Work to complete:
[1] Answer these questions from the club meeting report:
(a) Which passage of Psalms did Benjamin Franklin allude to at the Constitutional Convention of 1787?
(b) Who led the Club Collect during the opening ceremonies?
(c) On what date was the previous meeting held whose minutes were read?
[2] Continue the club meeting report from the point where it ends.

Mrs. Williamson stated, “that she enjoys heritage study and has been fascinated by our forefathers and their desiring religious freedom, the lengths they went to acquire that freedom and to keep it.” She quoted several scriptures from the Bible in support of her presentation. One such quote was from during the Constitutional Convention of 1787 when Benjamin Franklin, one of the less spirited of our well-known founding fathers, alluded to Psalms 127:1: “God governs in the affairs of man. And if a sparrow cannot fall to the ground without his notice, is it probable that an empire can rise without His aid? We have been assured in the Sacred Writings that except the Lord build the house, they labor in vain that build it.”

Also, she continued, “On May 12, 1779 George Washington said, “What students would learn in American schools above all is the religion of Jesus Christ.” He also stated, “It is impossible to rightly govern the world without God and the Bible.” And he continued, “The future of our country depends upon the Christian training of our youth.”

Mrs. Williamson told that President Abraham Lincoln, in speaking of the Bible said, “In regard to this great book, I have but to say, I believe the Bible is the best gift God has given man. All the good Savior gave to the world was communicated through His Book, but for this Book we could not know right from wrong.

Mrs. Williamson also quoted President James Madison; Jedediah Morse, the Father of American Geography; Noah Webster, author of the American Dictionary of the English language written in 1828; Daniel Webster; Horace Greeley; William Holmes Guffey, publisher of the McGuffey’s Reader; Justice Joseph Story; John Jay, First Chief Justice of the Supreme Court; in support of morals, what the Bible teaches and Christianity.

During opening ceremonies the Club Collect was led by Catherine Travland, and Joyce Morton led the Pledges of Allegiances to the United States of America and Texas flags.

The minutes of the previous meeting, Jan. 14, were read by secretary Catherine Travland and treasurer Betty Lee presented a statement of club finances.

A letter from the Reddick Family was received thanking the club for the Alma Van Sickle Scholarship for 2006-07. The Modern Study Club - Pecos High School Senior Scholarship for 2006-07 was also discussed.

Data entries
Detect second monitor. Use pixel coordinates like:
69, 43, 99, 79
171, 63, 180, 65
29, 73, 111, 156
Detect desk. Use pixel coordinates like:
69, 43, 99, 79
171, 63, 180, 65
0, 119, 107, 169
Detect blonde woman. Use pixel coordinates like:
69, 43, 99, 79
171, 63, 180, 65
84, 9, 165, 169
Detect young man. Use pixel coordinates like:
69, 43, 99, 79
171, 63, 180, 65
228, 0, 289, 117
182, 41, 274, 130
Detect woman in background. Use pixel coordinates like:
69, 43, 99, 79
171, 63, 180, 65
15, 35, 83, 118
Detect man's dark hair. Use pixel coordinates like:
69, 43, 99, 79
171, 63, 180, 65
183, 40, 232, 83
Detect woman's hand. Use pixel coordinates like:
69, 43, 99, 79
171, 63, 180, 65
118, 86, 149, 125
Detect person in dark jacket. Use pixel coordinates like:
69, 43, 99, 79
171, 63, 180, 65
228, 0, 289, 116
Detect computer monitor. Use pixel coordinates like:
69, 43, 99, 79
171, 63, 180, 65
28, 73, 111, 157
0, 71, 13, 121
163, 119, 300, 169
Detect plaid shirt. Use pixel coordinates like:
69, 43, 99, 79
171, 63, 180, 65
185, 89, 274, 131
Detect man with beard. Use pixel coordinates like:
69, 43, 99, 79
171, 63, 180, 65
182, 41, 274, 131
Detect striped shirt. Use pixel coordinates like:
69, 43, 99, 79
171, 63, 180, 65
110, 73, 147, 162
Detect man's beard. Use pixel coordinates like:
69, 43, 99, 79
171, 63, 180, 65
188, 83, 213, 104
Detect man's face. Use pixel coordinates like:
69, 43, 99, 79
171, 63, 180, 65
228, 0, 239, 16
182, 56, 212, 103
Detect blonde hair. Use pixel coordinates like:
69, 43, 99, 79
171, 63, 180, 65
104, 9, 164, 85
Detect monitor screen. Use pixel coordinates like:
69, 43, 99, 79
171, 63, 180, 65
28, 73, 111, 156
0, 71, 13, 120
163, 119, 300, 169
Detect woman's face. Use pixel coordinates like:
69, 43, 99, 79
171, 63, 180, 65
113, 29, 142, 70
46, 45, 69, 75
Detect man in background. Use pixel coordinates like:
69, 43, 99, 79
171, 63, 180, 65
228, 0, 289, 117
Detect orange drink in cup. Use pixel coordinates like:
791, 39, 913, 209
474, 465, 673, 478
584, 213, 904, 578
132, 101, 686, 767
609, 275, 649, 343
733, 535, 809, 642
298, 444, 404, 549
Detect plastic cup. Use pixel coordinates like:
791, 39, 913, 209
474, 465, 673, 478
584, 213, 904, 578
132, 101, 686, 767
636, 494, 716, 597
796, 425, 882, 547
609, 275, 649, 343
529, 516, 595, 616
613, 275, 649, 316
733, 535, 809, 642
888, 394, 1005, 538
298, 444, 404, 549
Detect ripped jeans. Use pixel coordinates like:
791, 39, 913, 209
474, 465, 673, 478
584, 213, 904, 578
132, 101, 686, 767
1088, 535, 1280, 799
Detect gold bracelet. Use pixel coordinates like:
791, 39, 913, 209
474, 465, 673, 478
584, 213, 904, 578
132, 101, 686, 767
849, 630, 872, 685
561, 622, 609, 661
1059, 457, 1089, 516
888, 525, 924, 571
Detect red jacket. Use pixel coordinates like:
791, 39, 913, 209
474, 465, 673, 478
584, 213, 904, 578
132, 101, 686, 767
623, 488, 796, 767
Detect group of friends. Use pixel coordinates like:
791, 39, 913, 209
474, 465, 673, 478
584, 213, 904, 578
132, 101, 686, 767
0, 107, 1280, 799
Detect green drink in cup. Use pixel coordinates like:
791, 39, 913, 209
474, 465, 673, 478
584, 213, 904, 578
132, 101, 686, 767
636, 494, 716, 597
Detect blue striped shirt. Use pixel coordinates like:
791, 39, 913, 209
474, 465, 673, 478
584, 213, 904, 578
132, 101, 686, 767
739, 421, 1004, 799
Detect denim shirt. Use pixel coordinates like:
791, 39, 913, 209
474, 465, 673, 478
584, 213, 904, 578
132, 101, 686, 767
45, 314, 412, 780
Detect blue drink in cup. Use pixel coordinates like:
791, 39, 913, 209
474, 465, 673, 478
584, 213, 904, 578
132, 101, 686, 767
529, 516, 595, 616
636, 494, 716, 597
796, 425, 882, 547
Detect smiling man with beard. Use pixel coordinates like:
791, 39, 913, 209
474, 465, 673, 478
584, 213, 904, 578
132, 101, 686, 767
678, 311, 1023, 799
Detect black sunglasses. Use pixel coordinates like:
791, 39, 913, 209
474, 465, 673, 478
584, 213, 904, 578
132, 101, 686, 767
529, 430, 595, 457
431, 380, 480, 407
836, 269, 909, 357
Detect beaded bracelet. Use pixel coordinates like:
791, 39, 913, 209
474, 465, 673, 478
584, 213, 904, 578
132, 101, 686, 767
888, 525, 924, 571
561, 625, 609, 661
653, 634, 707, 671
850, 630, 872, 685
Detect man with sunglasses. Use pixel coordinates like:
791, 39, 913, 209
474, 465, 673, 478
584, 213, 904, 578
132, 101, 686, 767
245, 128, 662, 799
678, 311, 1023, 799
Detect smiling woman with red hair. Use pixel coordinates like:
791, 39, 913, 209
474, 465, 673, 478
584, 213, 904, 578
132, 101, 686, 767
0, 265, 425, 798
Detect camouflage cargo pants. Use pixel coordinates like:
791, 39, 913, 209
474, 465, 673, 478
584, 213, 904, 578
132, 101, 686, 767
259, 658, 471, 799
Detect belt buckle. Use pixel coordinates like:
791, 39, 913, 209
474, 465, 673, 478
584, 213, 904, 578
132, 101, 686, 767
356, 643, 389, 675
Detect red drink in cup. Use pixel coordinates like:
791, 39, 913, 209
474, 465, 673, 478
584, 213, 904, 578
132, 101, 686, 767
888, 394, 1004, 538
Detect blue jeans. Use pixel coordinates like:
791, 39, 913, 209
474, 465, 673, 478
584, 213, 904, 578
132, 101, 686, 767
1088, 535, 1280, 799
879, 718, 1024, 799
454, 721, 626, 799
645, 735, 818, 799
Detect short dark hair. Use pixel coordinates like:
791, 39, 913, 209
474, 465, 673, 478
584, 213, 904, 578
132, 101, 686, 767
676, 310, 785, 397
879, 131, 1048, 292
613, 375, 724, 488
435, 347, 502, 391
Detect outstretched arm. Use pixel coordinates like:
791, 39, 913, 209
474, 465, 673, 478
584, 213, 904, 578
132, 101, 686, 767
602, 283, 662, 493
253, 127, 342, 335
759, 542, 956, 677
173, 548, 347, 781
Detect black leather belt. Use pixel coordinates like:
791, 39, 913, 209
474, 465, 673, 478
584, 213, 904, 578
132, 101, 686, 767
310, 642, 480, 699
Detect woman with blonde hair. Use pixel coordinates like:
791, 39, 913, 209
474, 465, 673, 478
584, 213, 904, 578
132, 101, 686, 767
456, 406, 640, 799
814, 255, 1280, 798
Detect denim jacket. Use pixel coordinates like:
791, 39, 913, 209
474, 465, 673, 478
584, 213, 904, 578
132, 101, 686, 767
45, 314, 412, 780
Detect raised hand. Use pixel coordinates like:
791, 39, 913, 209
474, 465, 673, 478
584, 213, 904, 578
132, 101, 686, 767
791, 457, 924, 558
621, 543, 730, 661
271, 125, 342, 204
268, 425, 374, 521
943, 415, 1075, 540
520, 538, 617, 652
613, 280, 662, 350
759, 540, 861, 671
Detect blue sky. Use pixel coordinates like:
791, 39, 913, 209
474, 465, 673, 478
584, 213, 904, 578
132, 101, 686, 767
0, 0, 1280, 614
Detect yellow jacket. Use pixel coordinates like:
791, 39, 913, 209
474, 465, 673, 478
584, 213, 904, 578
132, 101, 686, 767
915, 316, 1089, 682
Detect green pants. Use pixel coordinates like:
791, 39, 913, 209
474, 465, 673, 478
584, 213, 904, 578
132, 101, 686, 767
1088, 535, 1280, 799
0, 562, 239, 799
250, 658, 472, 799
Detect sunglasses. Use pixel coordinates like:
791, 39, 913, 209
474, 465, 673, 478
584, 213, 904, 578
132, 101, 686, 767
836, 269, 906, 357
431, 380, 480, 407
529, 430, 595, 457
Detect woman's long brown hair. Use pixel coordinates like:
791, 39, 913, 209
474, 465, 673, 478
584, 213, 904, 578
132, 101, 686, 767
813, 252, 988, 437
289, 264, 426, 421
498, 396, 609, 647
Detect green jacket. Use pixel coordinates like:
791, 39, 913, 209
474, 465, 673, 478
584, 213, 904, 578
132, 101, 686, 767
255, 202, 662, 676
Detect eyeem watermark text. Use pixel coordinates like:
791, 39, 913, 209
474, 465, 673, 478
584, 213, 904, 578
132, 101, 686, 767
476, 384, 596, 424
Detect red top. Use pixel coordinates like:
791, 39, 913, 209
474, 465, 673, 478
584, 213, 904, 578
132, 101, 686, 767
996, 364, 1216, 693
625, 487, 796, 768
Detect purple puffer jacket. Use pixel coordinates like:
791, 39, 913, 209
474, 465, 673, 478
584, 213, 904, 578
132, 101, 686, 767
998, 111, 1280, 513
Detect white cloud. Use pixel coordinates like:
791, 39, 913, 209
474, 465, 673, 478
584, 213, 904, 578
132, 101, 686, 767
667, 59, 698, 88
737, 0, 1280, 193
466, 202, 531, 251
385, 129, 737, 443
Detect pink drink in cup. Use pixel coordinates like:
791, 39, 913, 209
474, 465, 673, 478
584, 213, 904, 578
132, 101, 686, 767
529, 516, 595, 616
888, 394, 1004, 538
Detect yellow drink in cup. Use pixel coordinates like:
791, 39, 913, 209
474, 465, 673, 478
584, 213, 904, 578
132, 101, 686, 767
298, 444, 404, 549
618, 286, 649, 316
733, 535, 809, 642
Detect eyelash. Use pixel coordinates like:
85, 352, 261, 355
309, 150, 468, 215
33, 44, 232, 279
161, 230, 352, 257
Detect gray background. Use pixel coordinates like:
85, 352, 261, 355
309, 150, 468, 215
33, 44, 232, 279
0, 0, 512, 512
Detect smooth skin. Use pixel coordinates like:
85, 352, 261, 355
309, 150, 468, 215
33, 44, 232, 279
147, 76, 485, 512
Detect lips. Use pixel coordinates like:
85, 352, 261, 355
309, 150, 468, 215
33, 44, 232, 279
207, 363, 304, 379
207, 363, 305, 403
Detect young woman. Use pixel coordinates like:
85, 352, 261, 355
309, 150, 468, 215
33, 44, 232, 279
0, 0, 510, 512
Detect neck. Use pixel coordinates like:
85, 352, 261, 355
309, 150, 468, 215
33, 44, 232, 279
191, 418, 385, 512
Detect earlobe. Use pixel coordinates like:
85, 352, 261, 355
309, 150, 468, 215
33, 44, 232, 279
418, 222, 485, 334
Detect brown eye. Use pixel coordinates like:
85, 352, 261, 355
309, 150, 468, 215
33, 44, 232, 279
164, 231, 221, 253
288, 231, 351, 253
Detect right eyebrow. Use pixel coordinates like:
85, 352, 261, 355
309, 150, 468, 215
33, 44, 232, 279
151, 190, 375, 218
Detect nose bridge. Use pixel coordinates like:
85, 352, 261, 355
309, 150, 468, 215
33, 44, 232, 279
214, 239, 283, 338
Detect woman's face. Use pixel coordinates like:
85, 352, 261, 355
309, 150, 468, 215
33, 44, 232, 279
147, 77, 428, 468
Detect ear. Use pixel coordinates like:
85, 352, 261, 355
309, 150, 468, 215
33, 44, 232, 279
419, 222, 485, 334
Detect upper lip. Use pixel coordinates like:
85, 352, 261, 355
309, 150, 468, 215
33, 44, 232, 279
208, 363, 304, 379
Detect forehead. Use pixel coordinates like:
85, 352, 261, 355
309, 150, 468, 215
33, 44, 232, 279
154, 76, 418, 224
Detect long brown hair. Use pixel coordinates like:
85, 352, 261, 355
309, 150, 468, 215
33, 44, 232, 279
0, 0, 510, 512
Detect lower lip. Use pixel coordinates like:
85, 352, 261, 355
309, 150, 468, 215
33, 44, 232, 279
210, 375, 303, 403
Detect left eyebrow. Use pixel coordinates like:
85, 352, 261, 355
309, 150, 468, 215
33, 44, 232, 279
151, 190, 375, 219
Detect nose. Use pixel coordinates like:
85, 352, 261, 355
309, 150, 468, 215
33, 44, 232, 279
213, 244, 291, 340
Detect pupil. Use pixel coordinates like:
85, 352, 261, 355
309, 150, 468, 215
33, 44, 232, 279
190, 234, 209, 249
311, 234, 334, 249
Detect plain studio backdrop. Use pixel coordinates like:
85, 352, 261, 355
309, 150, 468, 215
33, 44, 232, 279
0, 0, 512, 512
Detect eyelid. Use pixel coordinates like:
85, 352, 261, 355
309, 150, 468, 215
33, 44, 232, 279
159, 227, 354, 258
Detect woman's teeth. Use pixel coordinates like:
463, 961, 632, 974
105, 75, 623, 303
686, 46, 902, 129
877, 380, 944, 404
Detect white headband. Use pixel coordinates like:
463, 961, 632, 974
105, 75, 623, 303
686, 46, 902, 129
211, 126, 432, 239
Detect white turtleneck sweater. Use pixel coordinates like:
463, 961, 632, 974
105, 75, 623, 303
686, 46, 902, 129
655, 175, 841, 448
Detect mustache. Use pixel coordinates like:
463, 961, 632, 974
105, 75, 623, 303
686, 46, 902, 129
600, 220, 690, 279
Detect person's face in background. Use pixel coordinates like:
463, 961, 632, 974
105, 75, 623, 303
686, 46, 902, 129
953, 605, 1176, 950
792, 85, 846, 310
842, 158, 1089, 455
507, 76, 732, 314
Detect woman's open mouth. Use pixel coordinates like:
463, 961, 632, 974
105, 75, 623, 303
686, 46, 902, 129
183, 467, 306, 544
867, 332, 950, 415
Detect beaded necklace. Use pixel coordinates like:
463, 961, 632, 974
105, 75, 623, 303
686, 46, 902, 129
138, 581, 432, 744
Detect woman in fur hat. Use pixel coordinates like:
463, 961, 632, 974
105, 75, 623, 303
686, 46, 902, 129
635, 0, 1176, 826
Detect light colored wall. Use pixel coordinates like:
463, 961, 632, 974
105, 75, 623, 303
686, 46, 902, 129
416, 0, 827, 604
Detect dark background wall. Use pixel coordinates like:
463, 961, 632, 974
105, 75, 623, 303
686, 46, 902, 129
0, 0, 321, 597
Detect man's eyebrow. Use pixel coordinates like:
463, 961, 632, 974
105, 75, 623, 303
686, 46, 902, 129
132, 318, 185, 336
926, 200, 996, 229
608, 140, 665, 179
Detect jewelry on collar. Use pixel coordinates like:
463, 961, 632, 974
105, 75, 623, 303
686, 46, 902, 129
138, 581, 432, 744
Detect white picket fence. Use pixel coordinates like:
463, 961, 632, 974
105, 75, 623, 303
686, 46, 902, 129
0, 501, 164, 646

Per-task answers:
[1]
(a) Psalms 127:1
(b) Catherine Travland
(c) Jan. 14

[2]
Western District Arts and Crafts Chairman, Joyce Morton, passed out the guidelines concerning accepted entries in the arts and crafts show and writing competition to be held in conjunction with the Annual Spring Convention of the Western District of the Texas Federation of Women’s Club stated in McCamey on March 31. She encouraged entries. Federation chairman, Paula Fuller, called to the attention of club members that February is - Black History Month; American Heart Month; National Child Passenger Safety Awareness Week; National Girls and Women in Sports and Eating Disorder Awareness Week.

She also said that March is - Youth Art Month; National Women’s History Month; International Woman’s Day; Read Across America Day and Colorectal Cancer Awareness Month.

Club reports chairman, Joyce Morton told that 17 reports on club programs, project or activities had been sent for judging at the district level.

Roll call was answered by eight members stating their response to the question - “Why do you think God should bless America?”

The bi-monthly projects for this meeting were to contribute to the National Museum of Women of the Arts and to donate to Operation Smile five cents of every room in your home.

Hostess Juracy Ray served delicious refreshments to those in attendance.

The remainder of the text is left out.